***** Article
I'm avoiding Elden Ring new game+ by turning the Lands Between into a walking sim
I don't want Elden Ring to end but I'm running out of loose ends to tie up
Elden Ring new game+ terrifies me so much, that I've turned the Lands Between into a walking simulator. It's not that I expect life after my first playthrough to be overly punishing per se – I've even heard Elden Ring new game+ might be the victory lap I didn't know I needed – it's just that taking on and taking down final boss Radagon of the Golden Order will mark the end of the game as I know it. Crossing the threshold means watching the credits roll, starting afresh, and laying waste to antagonists I first slaughtered hundreds of in-game hours ago; when the most powerful tool at my disposal was a pithy flurry of Glintstone Pebble sorcery.
Spells, items, abilities and levels rollover into your next adventure in new game+, of course, but I'm just not ready for Elden Ring to end in its current state. And so, I've just ridden Torrent from the Bestial Sanctum, over Farum Greatbridge, southward past Fort Farum, then west by the Church of the Plague, and into Sellia, Town of Sorcery. And I haven't come across one single hostile enemy. By revisiting past areas super OP, killing scores of baddies and choosing not to rest at Sites of Grace (thus, not resetting and refilling the world with previously felled enemies), I've inadvertently turned Elden Ring into the most twisted, non-combative, exploration game in existence. The thing is: I'm now running out of things to do and places to plunder.
**********
# Written task 1
Reproduce the entries below word for word, beginning with the line that contains "Where can you find the bright" and continuing through the last of the entries. Leave the pictures out.
***** Data for this task
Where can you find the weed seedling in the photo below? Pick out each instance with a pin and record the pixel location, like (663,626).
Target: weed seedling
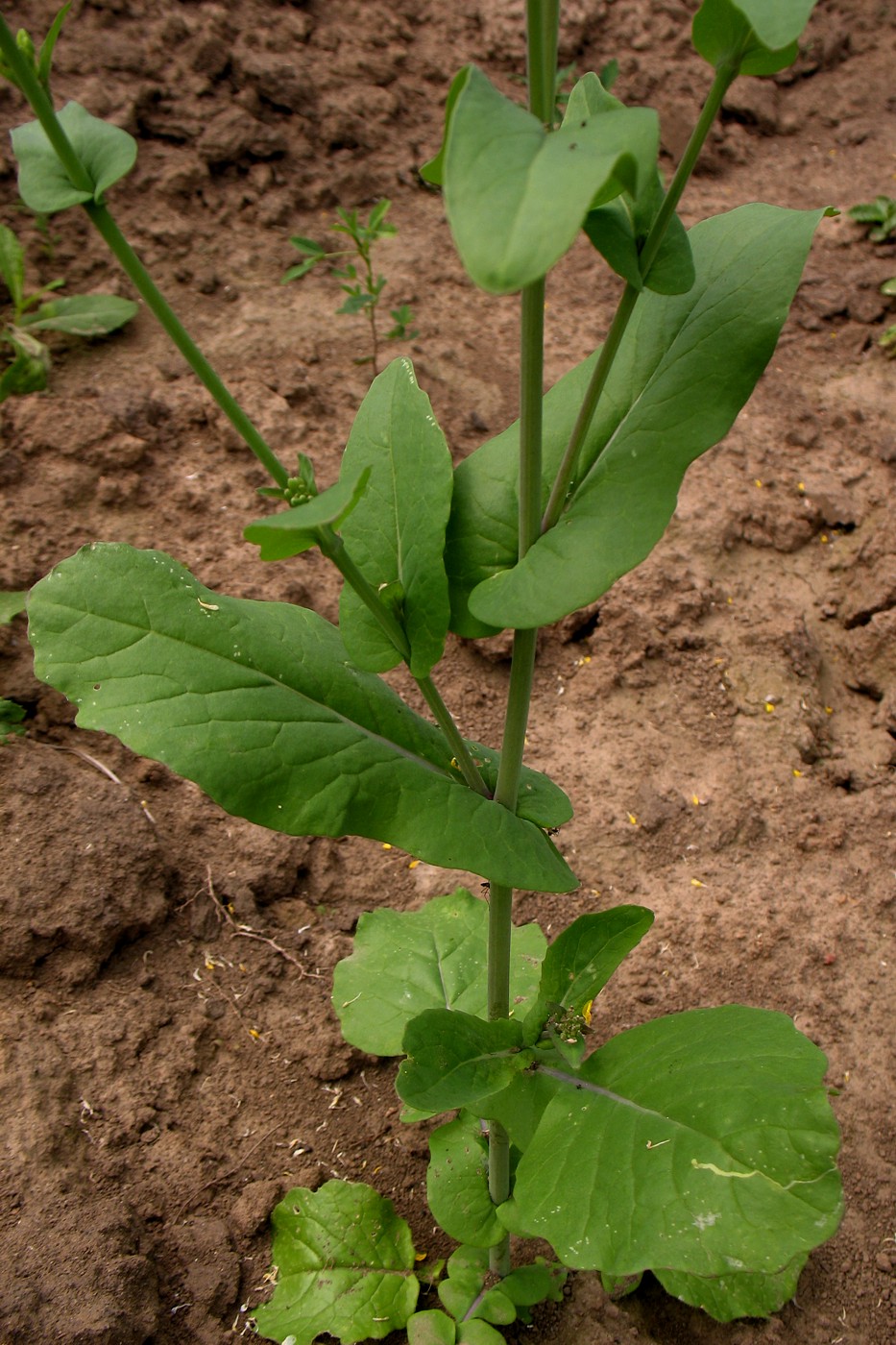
(880,215)
(700,1145)
(358,281)
(83,315)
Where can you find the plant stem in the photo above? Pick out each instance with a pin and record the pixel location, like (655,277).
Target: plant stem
(136,272)
(543,19)
(567,473)
(173,326)
(334,549)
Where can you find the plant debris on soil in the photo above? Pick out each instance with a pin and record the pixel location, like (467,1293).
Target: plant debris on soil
(724,720)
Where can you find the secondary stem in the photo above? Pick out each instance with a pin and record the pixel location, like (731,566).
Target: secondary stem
(567,473)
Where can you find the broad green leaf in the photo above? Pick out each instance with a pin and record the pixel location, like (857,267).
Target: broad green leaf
(10,605)
(478,1333)
(105,151)
(396,534)
(257,703)
(685,367)
(282,535)
(12,265)
(83,315)
(755,37)
(435,168)
(440,950)
(345,1261)
(458,1183)
(430,1328)
(516,195)
(736,1294)
(702,1142)
(453,1059)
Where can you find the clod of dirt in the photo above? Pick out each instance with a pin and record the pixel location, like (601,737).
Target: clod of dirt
(93,1248)
(101,884)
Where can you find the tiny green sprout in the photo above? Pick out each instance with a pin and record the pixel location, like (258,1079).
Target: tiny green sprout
(358,280)
(880,214)
(27,363)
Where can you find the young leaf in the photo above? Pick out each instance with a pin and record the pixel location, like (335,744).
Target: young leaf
(516,195)
(757,37)
(455,1059)
(397,531)
(738,1293)
(583,958)
(439,950)
(105,151)
(12,265)
(11,717)
(667,400)
(714,1145)
(466,1298)
(83,315)
(458,1183)
(345,1261)
(282,535)
(10,605)
(430,1328)
(255,702)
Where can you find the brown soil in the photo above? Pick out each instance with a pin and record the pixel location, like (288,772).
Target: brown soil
(724,723)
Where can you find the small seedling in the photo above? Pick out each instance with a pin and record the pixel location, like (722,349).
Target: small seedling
(358,281)
(81,315)
(880,214)
(701,1145)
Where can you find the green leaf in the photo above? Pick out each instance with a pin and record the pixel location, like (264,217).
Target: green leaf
(516,195)
(12,265)
(397,531)
(462,1294)
(478,1333)
(107,154)
(27,373)
(455,1059)
(282,535)
(83,315)
(430,1328)
(736,1294)
(755,37)
(11,717)
(440,950)
(702,1142)
(685,367)
(345,1263)
(10,605)
(257,703)
(435,168)
(458,1183)
(583,958)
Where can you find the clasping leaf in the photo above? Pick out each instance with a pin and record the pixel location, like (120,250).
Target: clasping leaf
(107,152)
(516,194)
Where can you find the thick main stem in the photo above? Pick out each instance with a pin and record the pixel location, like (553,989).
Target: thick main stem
(543,17)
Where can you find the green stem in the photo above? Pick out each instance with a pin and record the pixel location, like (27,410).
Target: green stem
(127,257)
(173,326)
(543,17)
(567,473)
(334,549)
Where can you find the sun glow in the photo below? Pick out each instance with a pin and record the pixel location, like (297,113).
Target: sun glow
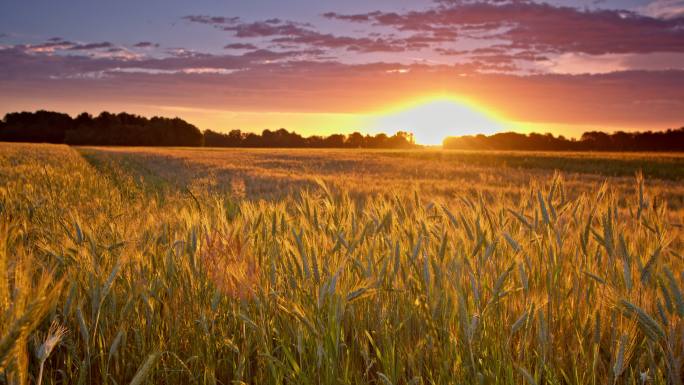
(432,119)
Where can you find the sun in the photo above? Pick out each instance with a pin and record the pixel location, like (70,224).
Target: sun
(433,119)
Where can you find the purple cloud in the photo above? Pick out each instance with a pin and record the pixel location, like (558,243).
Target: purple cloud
(146,44)
(537,26)
(241,46)
(91,46)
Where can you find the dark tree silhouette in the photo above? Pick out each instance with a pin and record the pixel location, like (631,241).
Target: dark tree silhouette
(124,129)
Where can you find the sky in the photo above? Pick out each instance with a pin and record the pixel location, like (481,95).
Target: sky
(322,67)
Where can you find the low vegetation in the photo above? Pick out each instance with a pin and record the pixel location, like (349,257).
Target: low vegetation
(112,272)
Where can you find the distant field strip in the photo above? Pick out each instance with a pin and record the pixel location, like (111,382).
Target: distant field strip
(177,266)
(258,173)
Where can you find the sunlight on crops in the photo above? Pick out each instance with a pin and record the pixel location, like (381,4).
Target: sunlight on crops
(159,273)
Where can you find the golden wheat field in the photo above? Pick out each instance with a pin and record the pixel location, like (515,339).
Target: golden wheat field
(187,266)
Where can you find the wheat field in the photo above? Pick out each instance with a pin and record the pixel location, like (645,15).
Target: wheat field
(178,266)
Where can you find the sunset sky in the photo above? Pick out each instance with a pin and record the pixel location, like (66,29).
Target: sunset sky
(319,67)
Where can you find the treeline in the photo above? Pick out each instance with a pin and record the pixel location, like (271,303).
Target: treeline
(106,129)
(670,140)
(124,129)
(284,138)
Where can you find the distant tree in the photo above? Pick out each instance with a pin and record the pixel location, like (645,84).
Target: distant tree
(40,126)
(670,140)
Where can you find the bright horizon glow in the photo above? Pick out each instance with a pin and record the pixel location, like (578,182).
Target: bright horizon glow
(433,119)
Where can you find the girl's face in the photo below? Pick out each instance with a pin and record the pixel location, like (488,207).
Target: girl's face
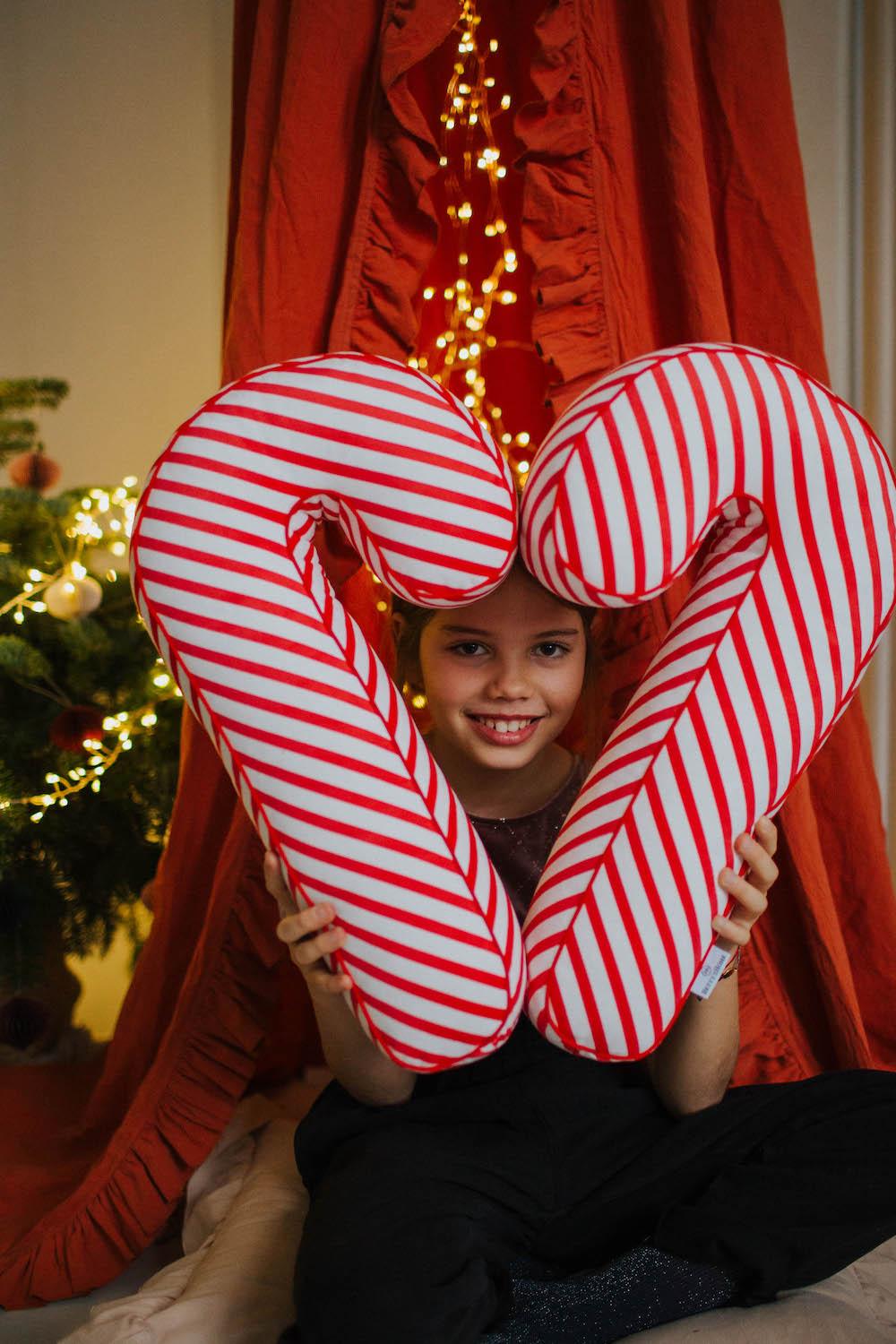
**********
# Written task 2
Answer these questions about the article on Elden Ring.
(a) Who is the final boss?
(b) What is the name of the horse the writer rides?
(c) What sorcery was the writer's most powerful tool at the start of the game?

# Task output 1
Where can you find the bright horizon glow in the photo above? Pick out each instance with a pin and record the pixel location, like (578,182).
Target: bright horizon glow
(433,119)
Where can you find the girl's face in the photo below? Pick out each instance with a pin and record the pixel location, like (488,207).
Target: girl's face

# Task output 2
(a) Radagon of the Golden Order
(b) Torrent
(c) Glintstone Pebble